When What Cannot Happen Happens, More Surprises Likely Await

After not feeling well for a few days, I am back to writing.  Let me start with a blast from the past from RealMoney, during happier times:

David Merkel
Swap Curve Inverts a Teensy Bit, for a Moment
2/17/2006 12:29 PM EST

Nothing big here, but the swap curve briefly inverted twos to tens a few minutes ago. There is no reason to panic here; I’m just pointing out something that is highly unusual in the bond market. Having successfully traded bonds 2001-2003, I can say that strangeness tends to beget more strangeness. If this inversion gets larger and persists, I will have a post on the topic, but for now, this is just a curiosity.

Position: none, but the swap market affects us all in a wide number of quiet ways…

David Merkel
The Deepening Inversion
2/22/2006 11:06 AM EST

I did not expect the inversion in the Treasury curve to get so deep so quickly. At present, the Treasury curve is inverted 15 basis points from twos to tens. Does this mean the market is falling apart? No, only the economics of spread-based lenders.

Whoever taught me (way back when) that the swap curve can’t invert deserves a few whips with a wet noodle. It’s small, but swaps are inverted two basis points twos to tens. What will I see next? Inverted corporate curves for BBB bonds? I can’t imagine what that would imply for the economy. It would deepen my feeling that we are in uncharted waters in a low nominal world.

* _Data for review_:
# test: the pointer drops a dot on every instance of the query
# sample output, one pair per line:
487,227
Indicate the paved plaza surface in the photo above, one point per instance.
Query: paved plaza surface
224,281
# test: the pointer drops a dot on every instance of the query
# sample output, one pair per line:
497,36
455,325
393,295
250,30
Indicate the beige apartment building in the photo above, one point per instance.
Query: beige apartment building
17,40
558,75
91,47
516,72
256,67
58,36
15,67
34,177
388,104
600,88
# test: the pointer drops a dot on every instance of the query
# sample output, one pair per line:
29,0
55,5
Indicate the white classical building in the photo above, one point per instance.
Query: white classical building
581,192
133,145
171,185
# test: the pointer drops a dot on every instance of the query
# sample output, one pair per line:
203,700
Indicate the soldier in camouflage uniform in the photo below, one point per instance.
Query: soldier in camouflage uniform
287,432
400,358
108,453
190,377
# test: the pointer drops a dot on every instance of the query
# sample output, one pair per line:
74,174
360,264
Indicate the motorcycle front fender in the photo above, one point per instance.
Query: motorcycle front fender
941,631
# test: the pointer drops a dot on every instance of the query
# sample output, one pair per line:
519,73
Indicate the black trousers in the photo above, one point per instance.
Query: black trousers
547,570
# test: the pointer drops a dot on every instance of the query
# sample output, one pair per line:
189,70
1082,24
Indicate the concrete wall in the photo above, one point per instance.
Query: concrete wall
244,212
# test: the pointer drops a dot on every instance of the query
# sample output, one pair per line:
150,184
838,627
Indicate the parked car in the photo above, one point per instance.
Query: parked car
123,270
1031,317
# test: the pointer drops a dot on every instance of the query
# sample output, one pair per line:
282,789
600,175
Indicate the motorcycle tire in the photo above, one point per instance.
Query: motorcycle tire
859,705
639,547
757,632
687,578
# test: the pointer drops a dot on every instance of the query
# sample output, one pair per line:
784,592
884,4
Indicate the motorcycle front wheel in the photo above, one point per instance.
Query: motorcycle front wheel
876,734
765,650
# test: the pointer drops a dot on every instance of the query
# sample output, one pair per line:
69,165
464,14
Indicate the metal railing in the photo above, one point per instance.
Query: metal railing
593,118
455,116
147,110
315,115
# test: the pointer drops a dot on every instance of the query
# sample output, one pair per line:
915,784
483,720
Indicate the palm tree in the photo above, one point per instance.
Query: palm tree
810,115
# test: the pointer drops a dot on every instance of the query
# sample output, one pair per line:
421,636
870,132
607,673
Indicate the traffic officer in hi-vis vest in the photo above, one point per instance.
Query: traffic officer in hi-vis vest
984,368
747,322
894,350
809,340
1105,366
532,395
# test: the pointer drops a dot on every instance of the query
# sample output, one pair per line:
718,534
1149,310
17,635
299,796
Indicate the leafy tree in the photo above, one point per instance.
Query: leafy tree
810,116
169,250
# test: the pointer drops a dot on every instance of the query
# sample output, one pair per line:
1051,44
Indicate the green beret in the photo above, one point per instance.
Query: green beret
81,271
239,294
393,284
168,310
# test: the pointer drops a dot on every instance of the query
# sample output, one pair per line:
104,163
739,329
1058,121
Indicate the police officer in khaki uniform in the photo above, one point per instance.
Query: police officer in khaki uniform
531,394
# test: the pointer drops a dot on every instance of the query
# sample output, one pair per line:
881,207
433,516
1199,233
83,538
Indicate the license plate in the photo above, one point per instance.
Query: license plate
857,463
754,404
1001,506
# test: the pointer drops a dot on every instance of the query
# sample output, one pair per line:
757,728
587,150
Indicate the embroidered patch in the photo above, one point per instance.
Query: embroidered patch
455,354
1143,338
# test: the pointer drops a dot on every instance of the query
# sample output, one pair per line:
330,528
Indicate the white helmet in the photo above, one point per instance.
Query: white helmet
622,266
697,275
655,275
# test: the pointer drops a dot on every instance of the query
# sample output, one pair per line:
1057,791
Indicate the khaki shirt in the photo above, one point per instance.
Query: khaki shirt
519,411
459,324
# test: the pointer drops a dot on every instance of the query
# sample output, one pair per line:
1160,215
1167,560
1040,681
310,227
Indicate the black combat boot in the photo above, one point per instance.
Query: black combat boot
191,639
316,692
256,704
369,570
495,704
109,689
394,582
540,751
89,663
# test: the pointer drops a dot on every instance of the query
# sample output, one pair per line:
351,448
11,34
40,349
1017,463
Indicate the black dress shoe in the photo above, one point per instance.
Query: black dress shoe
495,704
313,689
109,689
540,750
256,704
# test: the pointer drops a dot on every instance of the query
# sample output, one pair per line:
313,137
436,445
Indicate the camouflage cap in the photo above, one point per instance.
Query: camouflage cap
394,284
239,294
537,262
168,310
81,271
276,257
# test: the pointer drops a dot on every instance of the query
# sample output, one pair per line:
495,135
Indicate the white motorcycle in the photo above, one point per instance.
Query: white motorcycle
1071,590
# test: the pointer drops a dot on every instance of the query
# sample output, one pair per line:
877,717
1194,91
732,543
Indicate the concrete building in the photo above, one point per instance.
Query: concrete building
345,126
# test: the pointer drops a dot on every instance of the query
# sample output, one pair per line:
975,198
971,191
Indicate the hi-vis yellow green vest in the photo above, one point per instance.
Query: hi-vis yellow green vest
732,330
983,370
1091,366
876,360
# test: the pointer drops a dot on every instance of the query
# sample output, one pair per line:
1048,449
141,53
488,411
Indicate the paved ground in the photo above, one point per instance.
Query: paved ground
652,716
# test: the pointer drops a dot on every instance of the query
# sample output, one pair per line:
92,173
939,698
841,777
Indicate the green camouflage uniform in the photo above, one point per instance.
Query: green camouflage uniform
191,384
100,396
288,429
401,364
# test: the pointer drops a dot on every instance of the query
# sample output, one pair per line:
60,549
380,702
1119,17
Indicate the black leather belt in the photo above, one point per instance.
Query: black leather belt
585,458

* _Your objective_: Reproduce without alteration the portion of the text on the inverted swap curve that opens with the words containing "When What Cannot" and closes with "just a curiosity.".

* _Completed exercise_:
When What Cannot Happen Happens, More Surprises Likely Await

After not feeling well for a few days, I am back to writing.  Let me start with a blast from the past from RealMoney, during happier times:

David Merkel
Swap Curve Inverts a Teensy Bit, for a Moment
2/17/2006 12:29 PM EST

Nothing big here, but the swap curve briefly inverted twos to tens a few minutes ago. There is no reason to panic here; I’m just pointing out something that is highly unusual in the bond market. Having successfully traded bonds 2001-2003, I can say that strangeness tends to beget more strangeness. If this inversion gets larger and persists, I will have a post on the topic, but for now, this is just a curiosity.